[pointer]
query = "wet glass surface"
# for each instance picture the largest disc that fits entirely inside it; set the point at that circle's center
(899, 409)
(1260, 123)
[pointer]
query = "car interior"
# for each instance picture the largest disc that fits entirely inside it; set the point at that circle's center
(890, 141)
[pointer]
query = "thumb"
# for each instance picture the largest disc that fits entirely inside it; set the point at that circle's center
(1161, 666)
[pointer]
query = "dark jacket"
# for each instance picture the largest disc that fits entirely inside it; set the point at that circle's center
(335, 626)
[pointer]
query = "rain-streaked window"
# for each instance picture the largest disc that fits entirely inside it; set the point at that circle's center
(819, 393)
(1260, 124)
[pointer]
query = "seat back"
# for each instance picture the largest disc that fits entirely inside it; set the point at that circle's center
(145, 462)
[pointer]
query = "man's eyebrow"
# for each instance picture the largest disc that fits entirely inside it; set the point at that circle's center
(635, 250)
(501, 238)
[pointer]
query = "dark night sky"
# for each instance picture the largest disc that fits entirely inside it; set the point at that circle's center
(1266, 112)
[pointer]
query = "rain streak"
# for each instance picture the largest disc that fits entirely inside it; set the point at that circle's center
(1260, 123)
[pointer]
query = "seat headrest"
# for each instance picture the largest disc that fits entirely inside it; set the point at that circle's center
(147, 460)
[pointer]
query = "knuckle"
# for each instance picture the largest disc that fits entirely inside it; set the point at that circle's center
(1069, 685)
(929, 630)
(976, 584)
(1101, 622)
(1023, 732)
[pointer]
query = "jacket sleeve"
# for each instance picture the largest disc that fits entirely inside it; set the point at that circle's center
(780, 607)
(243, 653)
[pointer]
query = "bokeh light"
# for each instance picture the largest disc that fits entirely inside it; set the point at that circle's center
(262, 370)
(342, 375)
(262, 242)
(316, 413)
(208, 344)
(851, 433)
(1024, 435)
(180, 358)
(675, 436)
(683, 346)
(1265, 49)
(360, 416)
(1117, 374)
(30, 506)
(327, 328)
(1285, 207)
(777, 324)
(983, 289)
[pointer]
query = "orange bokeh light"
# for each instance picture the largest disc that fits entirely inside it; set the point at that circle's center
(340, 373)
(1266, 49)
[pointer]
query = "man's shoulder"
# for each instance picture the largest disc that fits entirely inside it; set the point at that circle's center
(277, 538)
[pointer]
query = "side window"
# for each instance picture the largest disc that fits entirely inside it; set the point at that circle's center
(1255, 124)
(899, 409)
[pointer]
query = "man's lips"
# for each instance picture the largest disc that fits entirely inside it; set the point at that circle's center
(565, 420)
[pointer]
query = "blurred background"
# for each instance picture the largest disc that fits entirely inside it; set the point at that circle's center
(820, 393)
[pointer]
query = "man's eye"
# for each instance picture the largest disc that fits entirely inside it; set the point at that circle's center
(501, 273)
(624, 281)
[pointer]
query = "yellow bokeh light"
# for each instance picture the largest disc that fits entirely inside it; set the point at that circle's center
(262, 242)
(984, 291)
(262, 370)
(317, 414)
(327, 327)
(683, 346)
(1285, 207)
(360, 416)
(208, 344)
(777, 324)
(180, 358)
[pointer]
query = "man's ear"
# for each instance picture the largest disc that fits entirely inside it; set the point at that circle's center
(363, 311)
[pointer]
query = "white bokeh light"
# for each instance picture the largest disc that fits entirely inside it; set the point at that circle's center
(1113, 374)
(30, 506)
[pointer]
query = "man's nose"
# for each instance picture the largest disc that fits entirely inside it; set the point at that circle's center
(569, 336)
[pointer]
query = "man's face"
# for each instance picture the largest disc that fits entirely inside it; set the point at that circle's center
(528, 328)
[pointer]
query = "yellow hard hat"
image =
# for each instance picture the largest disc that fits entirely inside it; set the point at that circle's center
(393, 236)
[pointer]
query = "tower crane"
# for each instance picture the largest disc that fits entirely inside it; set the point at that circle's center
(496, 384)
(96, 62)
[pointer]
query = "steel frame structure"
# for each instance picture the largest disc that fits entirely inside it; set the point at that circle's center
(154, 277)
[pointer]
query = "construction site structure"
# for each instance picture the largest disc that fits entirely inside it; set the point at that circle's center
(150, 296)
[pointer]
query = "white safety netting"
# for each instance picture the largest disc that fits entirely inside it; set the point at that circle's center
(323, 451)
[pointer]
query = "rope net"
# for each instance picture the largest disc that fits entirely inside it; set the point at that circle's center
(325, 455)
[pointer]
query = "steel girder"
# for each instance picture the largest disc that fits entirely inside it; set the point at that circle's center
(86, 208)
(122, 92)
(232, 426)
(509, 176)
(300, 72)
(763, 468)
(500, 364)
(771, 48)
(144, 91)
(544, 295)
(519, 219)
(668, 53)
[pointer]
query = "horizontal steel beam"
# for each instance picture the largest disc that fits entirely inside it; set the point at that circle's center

Required work:
Nothing should be left out: repeat all of the data exactly.

Exercise result:
[pointer]
query = "wet glass surface"
# for each instance picture the largest disc that fits entirely inside it; set the point at that circle's center
(899, 409)
(1260, 123)
[pointer]
query = "car interior"
# for each instance picture the largest disc that fits entirely inside it; set the point at that circle's center
(890, 141)
[pointer]
query = "thumb"
# for each instance picture the largest disc that fits entirely inside it; set the point at that circle's center
(1161, 666)
[pointer]
query = "dark jacket"
# for each instance picture the largest disc that fits entirely inside it; set the point at that circle's center
(335, 626)
[pointer]
query = "rain-streaked window"
# for each instance picture the largest disc that fits entirely inside it; set the point at that circle's center
(819, 393)
(1260, 124)
[pointer]
query = "seat back"
# for each instance picture the largest disc that fits entirely inside it; set the point at that circle's center
(145, 462)
[pointer]
query = "man's eyebrow"
# for each instance picture the largest disc that fits entirely inside it; set the point at that circle's center
(635, 250)
(501, 238)
[pointer]
query = "dark night sky"
# for each instance picture the largest disc that fits entirely inside it; set the point at that circle's center
(1266, 112)
[pointer]
query = "rain streak"
# for each instance picture the largest disc that fits entirely inside it; set the point at that circle's center
(1260, 123)
[pointer]
query = "seat headrest"
# for each instance picture the largest disc that fits entirely inside it; set the point at that circle's center
(147, 460)
[pointer]
query = "knuckle"
# for each instance picture the largest disc that fits entirely inside it; set the point at that circle's center
(1069, 685)
(929, 630)
(976, 584)
(1101, 622)
(1023, 732)
[pointer]
query = "jacket sleeve"
# for each instance picture the largest disc that fits entirely inside it; set the point at that circle's center
(780, 607)
(243, 653)
[pointer]
query = "bokeh light"
# for each instance picture the largest disc that fits entirely inside it; set the point at that circle's center
(262, 370)
(342, 375)
(262, 242)
(316, 413)
(208, 344)
(851, 433)
(1024, 435)
(180, 358)
(675, 436)
(683, 346)
(1265, 49)
(360, 416)
(1117, 374)
(30, 506)
(327, 328)
(1285, 207)
(777, 324)
(983, 289)
[pointer]
query = "orange bokeh light"
# for each instance picture the largest disc that fits entirely inside it; set the point at that circle's center
(340, 373)
(1266, 49)
[pointer]
query = "man's shoulder"
# for each instance picture the largest disc that fits entirely inside it; set the point at that circle's center
(277, 538)
[pointer]
query = "side window"
# for each instance picture the largest disc that fits entirely inside it; set the point at that circle's center
(1255, 124)
(899, 409)
[pointer]
query = "man's lips"
# for each instance picture the largest disc that fits entirely inside it; set the point at that circle's center
(565, 420)
[pointer]
query = "blurred background"
# for each instance picture the largest disc that fits entirely inside it; set the point at that circle's center
(820, 393)
[pointer]
query = "man's eye"
# for each instance picture the largest disc that fits entirely inside it; set the point at that circle's center
(501, 273)
(624, 281)
[pointer]
query = "yellow bokeh light"
# for each instance picture the largest disc that fits entirely inside it; set the point at that circle's center
(262, 242)
(984, 291)
(262, 370)
(317, 414)
(327, 327)
(683, 346)
(1285, 207)
(360, 416)
(208, 344)
(777, 324)
(180, 358)
[pointer]
query = "man's ear"
# for each instance picture the largest disc that fits entirely inside it; set the point at that circle's center
(363, 311)
[pointer]
query = "white bokeh light"
# for each instance picture the largest disc that fits entirely inside it; set the point at that circle's center
(1113, 374)
(30, 506)
[pointer]
query = "man's nose"
# for each instance picture the largest disc that fits entirely inside it; set the point at that circle's center
(569, 336)
[pointer]
query = "man's face"
# for each instance picture the largest disc that fits entirely inside it; set the point at that circle's center
(528, 328)
[pointer]
query = "yellow hard hat"
image =
# for each instance picture the largest disc that fits entirely inside it; set the point at that circle's center
(393, 236)
[pointer]
query = "tower crane"
# for each instance picture the largest disc that fits entirely inside it; set the point at that circle's center
(496, 384)
(96, 62)
[pointer]
query = "steel frame structure"
# for each instance picture the largest disc that fits entirely inside it; set the point at that circle's center
(154, 277)
[pointer]
query = "construction site structure"
# for each instance picture the largest disc that fits entirely inside it; set the point at that circle's center
(150, 296)
[pointer]
query = "white safety netting"
# for each instance picture the largest disc that fits entirely inside it; set the point at that circle's center
(323, 451)
[pointer]
query = "rope net"
# for each instance picture the largest disc that fits entirely inside it; set the point at that circle's center
(325, 455)
[pointer]
query = "steel girder"
# for each instance picture the largest disc that fits entirely inside it; set the point at that circle's center
(86, 208)
(122, 92)
(232, 426)
(509, 176)
(300, 72)
(763, 468)
(500, 364)
(771, 48)
(144, 91)
(544, 295)
(519, 219)
(668, 53)
[pointer]
query = "horizontal steel beam"
# for each instance picture the largest disc that fits entirely inside it; set the point at that circle's center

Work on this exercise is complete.